» **TASK TO COMPLETE**:
Pick up the ml-sniff package metadata below, which comes before the listing, and carry it on from its last line.

» **SOURCE DOCUMENT**:
** Start **
Metadata-Version: 2.4
Name: ml-sniff
Version: 1.0.0
Summary: Advanced Machine Learning Problem Detection with CLI and GUI interfaces
Home-page: https://github.com/Sherin-SEF-AI/ml-sniffer
Author: Sherin Joseph Roy
Author-email: Sherin Joseph Roy <sherin.joseph2217@gmail.com>
Maintainer-email: Sherin Joseph Roy <sherin.joseph2217@gmail.com>
License: MIT
Project-URL: Homepage, https://github.com/Sherin-SEF-AI/ml-sniffer
Project-URL: Documentation, https://github.com/Sherin-SEF-AI/ml-sniffer#readme
Project-URL: Repository, https://github.com/Sherin-SEF-AI/ml-sniffer
Project-URL: Bug Tracker, https://github.com/Sherin-SEF-AI/ml-sniffer/issues
Project-URL: Author Website, https://sherin-sef-ai.github.io/
Keywords: machine-learning,data-analysis,classification,regression,clustering,automation,streamlit,gui
Classifier: Development Status :: 5 - Production/Stable
Classifier: Intended Audience :: Developers
Classifier: Intended Audience :: Science/Research
Classifier: License :: OSI Approved :: MIT License
Classifier: Operating System :: OS Independent
Classifier: Programming Language :: Python :: 3
Classifier: Programming Language :: Python :: 3.8
Classifier: Programming Language :: Python :: 3.9
Classifier: Programming Language :: Python :: 3.10
Classifier: Programming Language :: Python :: 3.11
Classifier: Programming Language :: Python :: 3.12
Classifier: Topic :: Scientific/Engineering :: Artificial Intelligence
Classifier: Topic :: Software Development :: Libraries :: Python Modules
Classifier: Topic :: Scientific/Engineering :: Information Analysis
Requires-Python: >=3.7
Description-Content-Type: text/markdown
License-File: LICENSE
Requires-Dist: pandas>=1.3.0
Requires-Dist: numpy>=1.20.0
Requires-Dist: matplotlib>=3.3.0
Requires-Dist: seaborn>=0.11.0
Requires-Dist: scikit-learn>=1.0.0
Requires-Dist: scipy>=1.7.0
Requires-Dist: plotly>=5.0.0
Requires-Dist: streamlit>=1.28.0
Requires-Dist: streamlit-option-menu>=0.3.0
Requires-Dist: streamlit-aggrid>=0.3.0
Provides-Extra: dev
Requires-Dist: pytest>=6.0; extra == "dev"
Requires-Dist: pytest-cov>=2.0; extra == "dev"
Requires-Dist: black>=21.0; extra == "dev"
Requires-Dist: flake8>=3.8; extra == "dev"
Requires-Dist: mypy>=0.800; extra == "dev"
** End **
» **DATA PROVIDED**:
** Start **
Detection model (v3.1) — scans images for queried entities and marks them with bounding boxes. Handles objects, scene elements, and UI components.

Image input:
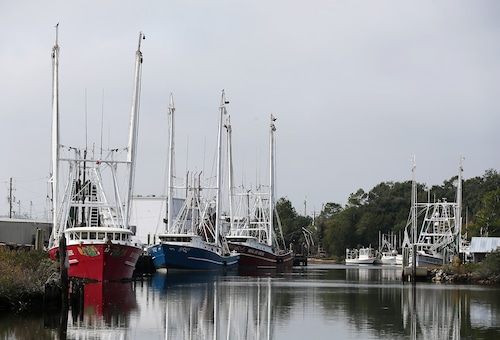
** End **
» **TASK RESULT**:
Dynamic: author
Dynamic: home-page
Dynamic: license-file
Dynamic: requires-python

# ML Sniff 🕵️‍♂️

**Advanced Machine Learning Problem Detection from CSV files and DataFrames**

*By [Sherin Joseph Roy](https://sherin-sef-ai.github.io/) - Startup Founder & Hardware/IoT Enthusiast*

ML Sniff is a comprehensive Python package that automatically analyzes your data to determine the most likely machine learning problem type, identifies the target column, suggests appropriate models, and provides advanced data analytics.

## 🚀 Features

- 🔍 **Automatic Target Detection**: Uses advanced heuristics to identify the most likely target column
- 🎯 **Problem Type Classification**: Determines if your data is Classification, Regression, or Clustering
- 🤖 **Model Suggestions**: Recommends appropriate algorithms with hyperparameters
- 📊 **Comprehensive Analysis**: Provides detailed statistics and visualizations
- 🏆 **Feature Importance**: Multiple methods (Random Forest, Mutual Information, Correlation)
- 🔍 **Data Quality Assessment**: Missing data, duplicates, outliers, and variance analysis
- 📈 **Advanced Visualizations**: Static plots and interactive Plotly dashboards
- 🖥️ **CLI Support**: Analyze files directly from the command line
- 🖥️ **Web GUI**: Beautiful Streamlit interface with interactive dashboards
- 📤 **Export Capabilities**: Export reports in JSON, CSV, or TXT formats
- 🛠️ **Preprocessing Suggestions**: Automated recommendations for data preparation

## 📦 Installation

### From PyPI (when published)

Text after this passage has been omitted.